▶ [STUDY QUESTIONS]:
(a) According to the excerpt on FL510 chromatin, which gene ontology term corresponds to ethylene-mediated stress signaling?
(b) Continue the passage on gene ontologies enriched in the segmented TADs of FL510 chromatin, starting after its final sentence.

Gene ontologies associated with processes involved in the mitigation of cellular ionic toxicity effects are also significantly enriched in the genomic regions under the segmented TADs of FL510 chromatin (Fig. 8D). These include regulatory genes involved in calcium signaling (GO:0005516; calmodulins), ethylene-mediated stress signaling (GO:0051740), and stress-related kinases (GO:0048544; S-domain receptor kinases). Furthermore, the enrichment of genes associated with urea transport (GO:0071705 and GO:0015204) are also relevant to cellular damage repair mechanisms by virtue of their direct roles in polyamine and proline biosynthesis and maintenance of foliar chlorophyll stability [50, 51]. As expected, genes involved in potassium transport (GO:0015079, high-affinity K+ transporters) are also among those that were enriched in the segmented TAD regions of FL510 chromatin. Taken together, the enrichment of relevant gene ontologies under the characteristic segmented TAD of FL510 chromatin are consistent with the ideotype and physiological novelties of FL510 as previously reported [28, 32, 33].

▶ [INPUT DATA]:

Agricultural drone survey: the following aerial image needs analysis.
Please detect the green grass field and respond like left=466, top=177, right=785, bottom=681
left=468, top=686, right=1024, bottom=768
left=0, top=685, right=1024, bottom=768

▶ [EXPECTED RESPONSES]:
(a) GO:0051740

(b)
The transgressive super-sensitive FL499 also exhibited a drastic TAD modification relative to its parents with significant enrichment for the ‘Merged’ category, which is the opposite of the signature ‘Segmented’ TAD of FL510. Genomic regions associated with the ‘Merged’ TADs of FL499 were enriched with gene ontologies associated with trehalose biosynthesis (GO:0005992), response to DNA damage (GO:0006974), response to photo-oxidative damage (GO:0080183), and genes associated with cellular dehydration response including dehydrins (GO:0009627 and GO:0009415). Genes involved in Na+ toxicity response such as K+ transporters (GO:0006813; shaker/shaker-like K+ channels; total of 13 genes) were also enriched (Fig. 8D). While the expression of these genes may imply significance to defense, components related to growth and development that define the adaptive morphology of FL510 appeared to be uncoupled to the defense response components in FL499.